_TASK OBJECTIVE_. In your copy, leave out the pictures and repeat the entries below exactly.

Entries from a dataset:
****

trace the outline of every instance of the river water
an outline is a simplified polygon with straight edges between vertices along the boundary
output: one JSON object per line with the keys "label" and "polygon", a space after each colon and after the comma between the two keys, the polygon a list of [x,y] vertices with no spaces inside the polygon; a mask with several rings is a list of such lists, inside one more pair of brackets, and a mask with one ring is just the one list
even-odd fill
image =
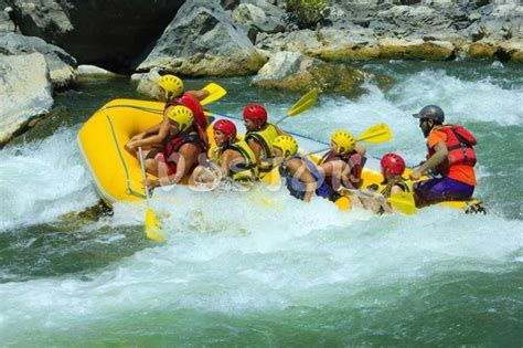
{"label": "river water", "polygon": [[[476,196],[489,214],[373,217],[284,191],[193,192],[152,201],[168,240],[148,242],[143,205],[88,209],[98,198],[76,146],[94,110],[139,96],[127,78],[85,81],[0,150],[0,346],[521,347],[521,66],[362,65],[394,87],[367,85],[355,101],[321,95],[281,126],[327,141],[337,128],[387,123],[393,140],[367,145],[369,155],[397,151],[414,166],[425,145],[410,114],[438,104],[479,138]],[[275,120],[299,97],[249,78],[217,82],[228,95],[209,106],[215,113],[260,102]]]}

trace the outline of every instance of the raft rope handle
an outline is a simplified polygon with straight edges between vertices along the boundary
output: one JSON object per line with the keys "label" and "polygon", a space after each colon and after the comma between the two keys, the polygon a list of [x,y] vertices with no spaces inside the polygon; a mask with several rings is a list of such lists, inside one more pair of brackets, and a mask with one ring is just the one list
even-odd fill
{"label": "raft rope handle", "polygon": [[98,112],[103,112],[108,108],[116,108],[116,107],[129,107],[129,108],[136,108],[146,113],[151,113],[151,114],[158,114],[158,115],[163,115],[163,110],[159,108],[152,108],[152,107],[143,107],[143,106],[137,106],[132,104],[118,104],[118,105],[109,105],[104,108],[100,108]]}
{"label": "raft rope handle", "polygon": [[116,150],[118,151],[118,156],[120,157],[121,166],[124,167],[124,170],[126,172],[127,191],[139,198],[146,198],[145,194],[132,190],[130,178],[129,178],[129,170],[127,169],[126,162],[124,160],[124,155],[121,154],[118,139],[116,138],[115,127],[113,126],[113,122],[110,120],[109,115],[105,114],[105,116],[107,117],[107,122],[109,123],[110,131],[113,133],[113,140],[115,140]]}

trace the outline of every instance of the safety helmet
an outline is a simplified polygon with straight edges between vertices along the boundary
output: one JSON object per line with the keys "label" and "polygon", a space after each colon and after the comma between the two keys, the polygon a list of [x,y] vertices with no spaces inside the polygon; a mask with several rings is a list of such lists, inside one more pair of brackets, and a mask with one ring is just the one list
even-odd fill
{"label": "safety helmet", "polygon": [[194,115],[192,110],[183,105],[170,107],[167,112],[167,117],[178,124],[180,131],[184,131],[191,127],[192,123],[194,122]]}
{"label": "safety helmet", "polygon": [[298,143],[288,135],[280,135],[273,141],[273,147],[281,150],[285,158],[295,156],[298,152]]}
{"label": "safety helmet", "polygon": [[401,176],[405,171],[405,161],[402,156],[396,154],[386,154],[382,157],[382,173],[385,176],[385,171],[388,169],[388,173],[393,176]]}
{"label": "safety helmet", "polygon": [[244,108],[244,118],[252,119],[254,123],[264,125],[267,123],[267,110],[259,104],[249,104]]}
{"label": "safety helmet", "polygon": [[445,122],[445,113],[437,105],[427,105],[419,110],[417,114],[413,114],[416,118],[428,118],[442,124]]}
{"label": "safety helmet", "polygon": [[354,150],[356,140],[346,130],[337,130],[331,136],[331,141],[334,143],[338,147],[338,154],[348,154]]}
{"label": "safety helmet", "polygon": [[160,77],[158,85],[166,91],[166,99],[171,99],[181,95],[184,91],[183,82],[174,75],[163,75]]}
{"label": "safety helmet", "polygon": [[214,131],[222,131],[228,140],[236,138],[236,126],[228,119],[218,119],[213,125]]}

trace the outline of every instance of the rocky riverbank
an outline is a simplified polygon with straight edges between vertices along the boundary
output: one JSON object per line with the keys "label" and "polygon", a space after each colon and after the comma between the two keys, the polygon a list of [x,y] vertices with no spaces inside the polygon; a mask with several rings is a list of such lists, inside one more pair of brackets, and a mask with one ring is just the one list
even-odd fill
{"label": "rocky riverbank", "polygon": [[53,89],[74,86],[78,63],[125,74],[258,74],[258,86],[357,96],[365,80],[383,76],[341,63],[523,62],[519,0],[330,0],[312,28],[300,28],[282,0],[0,0],[0,94],[9,101],[0,146],[50,112]]}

****

_CORRECT OUTPUT_.
trace the outline of every instance of the river water
an outline is a simplified polygon with straight edges between vertices along the boundary
output: one JSON object per line with the keys "label" and "polygon", a space after each colon and after the comma between the two keys, the polygon a list of [x,y] vertices with no spaces inside the polygon; a mask with several rings is a list of such lists, inside one more pair of brackets, and a mask with one ring is just the one list
even-odd fill
image =
{"label": "river water", "polygon": [[[476,196],[489,214],[373,217],[284,191],[193,192],[152,201],[168,240],[148,242],[143,205],[88,209],[98,198],[76,146],[94,110],[139,96],[127,78],[85,81],[0,150],[0,346],[521,347],[521,66],[362,65],[394,87],[367,85],[355,101],[321,95],[281,126],[327,141],[337,128],[387,123],[393,140],[367,145],[369,155],[397,151],[414,166],[425,145],[410,114],[438,104],[479,138]],[[275,120],[299,97],[249,78],[217,82],[228,95],[209,106],[215,113],[260,102]]]}

trace the outline of every instance of the raft rope handle
an outline is a simplified polygon with straight edges between vertices along the boundary
output: one JSON object per line with the keys "label" and "polygon", a space after each colon and after the comma between the two keys, the polygon a list of [x,y] vertices with no spaces inside the polygon; a mask with several rings is a list of such lists, inside one more pair of brackets, and a mask with one ring is just the one list
even-odd fill
{"label": "raft rope handle", "polygon": [[98,112],[103,112],[108,108],[116,108],[116,107],[129,107],[129,108],[136,108],[146,113],[151,113],[151,114],[158,114],[158,115],[163,115],[163,110],[159,108],[152,108],[152,107],[143,107],[143,106],[137,106],[132,104],[118,104],[118,105],[109,105],[104,108],[100,108]]}
{"label": "raft rope handle", "polygon": [[116,150],[118,151],[118,156],[120,157],[121,166],[124,167],[124,170],[126,172],[127,191],[139,198],[146,198],[145,194],[132,190],[130,178],[129,178],[129,170],[127,169],[126,162],[124,160],[124,155],[121,154],[118,139],[116,138],[115,127],[113,126],[113,122],[110,120],[109,115],[105,114],[105,116],[107,117],[107,122],[109,123],[110,131],[113,133],[113,140],[115,140]]}

trace the outline of every instance of the safety helmet
an outline is a simplified polygon with straight edges between vertices along the boundary
output: one JSON object per line with the keys "label" and "polygon", a space after each colon and after the comma between the two keys, the polygon a list of [x,y] vertices with no spaces inside the polygon; a mask with several rings is a list of such lists, inside one more pair of brackets, and a mask with one ring is just the one list
even-odd fill
{"label": "safety helmet", "polygon": [[194,115],[192,110],[183,105],[170,107],[167,112],[167,117],[178,124],[180,131],[184,131],[191,127],[192,123],[194,122]]}
{"label": "safety helmet", "polygon": [[298,143],[288,135],[280,135],[273,141],[273,147],[281,150],[285,158],[295,156],[298,152]]}
{"label": "safety helmet", "polygon": [[401,176],[405,171],[405,161],[402,156],[396,154],[386,154],[382,157],[382,173],[385,176],[385,171],[388,169],[388,173],[393,176]]}
{"label": "safety helmet", "polygon": [[244,108],[244,118],[252,119],[254,123],[264,125],[267,123],[267,110],[259,104],[249,104]]}
{"label": "safety helmet", "polygon": [[445,122],[445,113],[437,105],[427,105],[419,110],[417,114],[413,114],[416,118],[428,118],[442,124]]}
{"label": "safety helmet", "polygon": [[354,150],[356,140],[346,130],[337,130],[331,136],[331,141],[334,143],[338,147],[338,154],[348,154]]}
{"label": "safety helmet", "polygon": [[160,77],[158,85],[166,91],[166,99],[171,99],[181,95],[184,91],[183,82],[174,75],[163,75]]}
{"label": "safety helmet", "polygon": [[214,131],[222,131],[228,140],[236,138],[236,126],[228,119],[218,119],[213,125]]}

trace the outline of every instance of the rocky riverbank
an outline is a simplified polygon with straight edges between vertices along the boundary
output: one JSON object per line with the keys "label" and "polygon", a space after each colon and after the comma between the two keys, the polygon a list of [x,y] vertices with no spaces inside the polygon; a mask with several rings is a list of such lists, inside one more pair of brackets, and a mask with one ring is just the one list
even-odd fill
{"label": "rocky riverbank", "polygon": [[53,89],[74,86],[78,63],[125,74],[258,74],[258,86],[357,96],[365,80],[383,76],[341,63],[523,62],[519,0],[330,0],[312,28],[300,28],[282,0],[0,0],[0,94],[9,101],[0,146],[50,112]]}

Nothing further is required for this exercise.